*** Records for the exercise

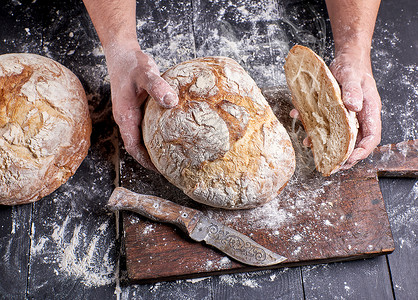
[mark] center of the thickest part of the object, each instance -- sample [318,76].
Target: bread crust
[45,127]
[317,96]
[222,145]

******

Work required
With the pictures left out, write out all of the data exactly.

Written response
[mark] center of the thickest part of the object, each instance -- sample [318,76].
Target: bread crust
[45,127]
[317,96]
[222,145]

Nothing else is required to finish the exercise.